I need each line of the entries below that includes the string "point".

*** GIVEN DATA ***

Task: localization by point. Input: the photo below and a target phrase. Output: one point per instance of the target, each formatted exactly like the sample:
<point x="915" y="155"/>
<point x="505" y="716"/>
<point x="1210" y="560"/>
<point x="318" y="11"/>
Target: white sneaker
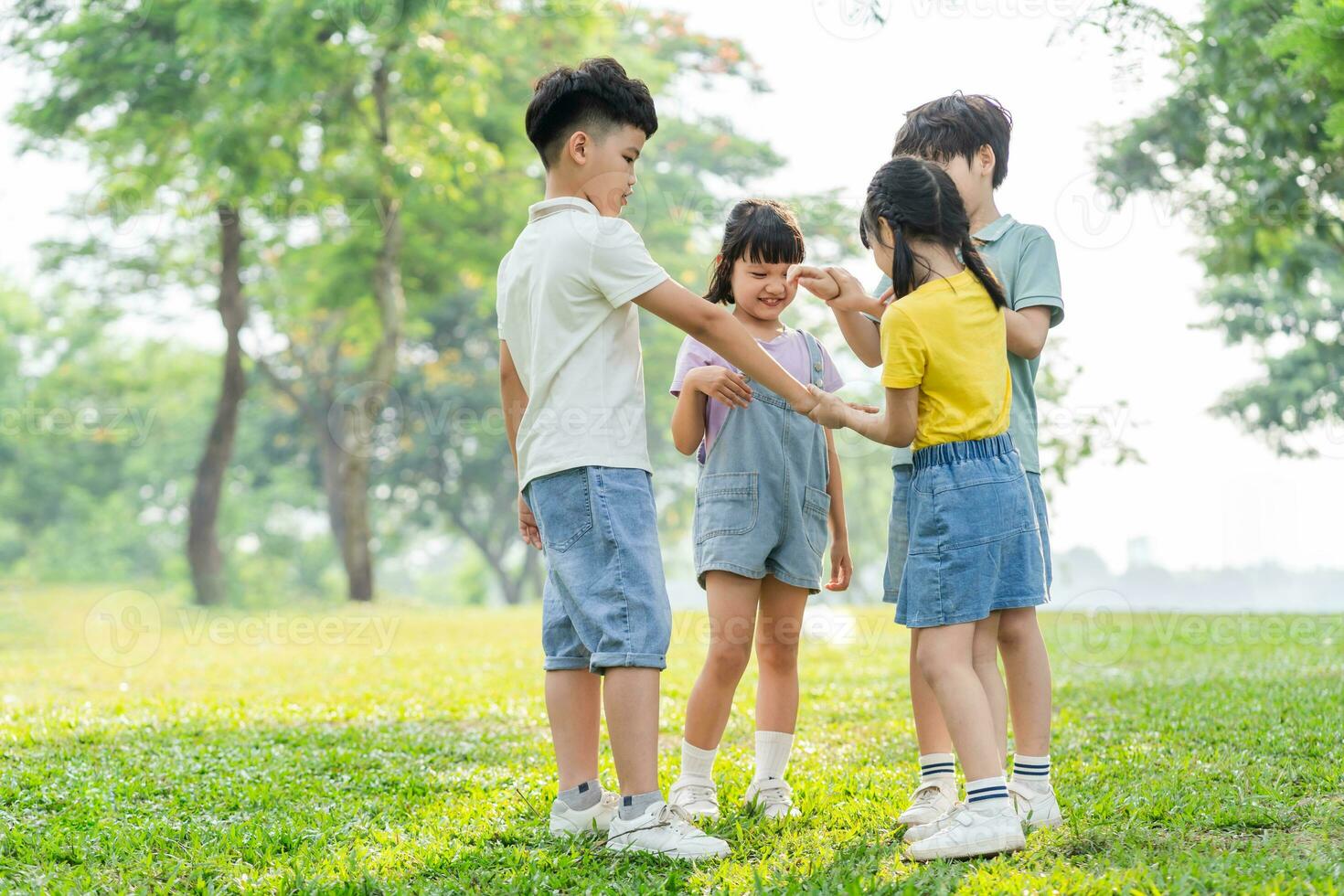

*** End of GIVEN DATA ***

RESPONSE TO THIS EXERCISE –
Task: localization by point. Input: the photo below and a target phrase. Output: one point per instance of the target, each formatted exactly like the sample:
<point x="915" y="155"/>
<point x="505" y="716"/>
<point x="1210" y="560"/>
<point x="318" y="11"/>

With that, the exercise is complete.